• [CHALLENGE] Write out every line of the material below again, requests included, but shift each point coordinate in the answers up by 40. Leave the pictures out.

[Excerpts from a point labeling dataset]
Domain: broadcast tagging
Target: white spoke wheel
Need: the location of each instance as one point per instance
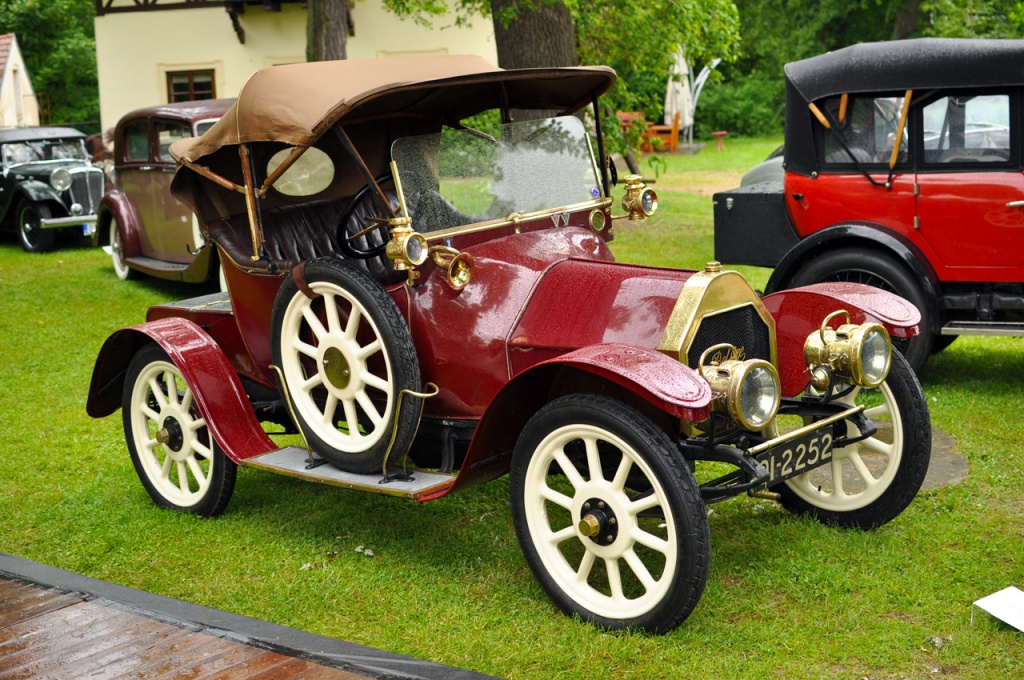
(123, 271)
(346, 354)
(870, 481)
(175, 457)
(608, 515)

• [ANSWER TO THE PROBLEM]
Domain: broadcast tagging
Target: white spoke wheel
Need: the location of each instance as one point per instance
(163, 311)
(386, 394)
(910, 521)
(215, 497)
(648, 555)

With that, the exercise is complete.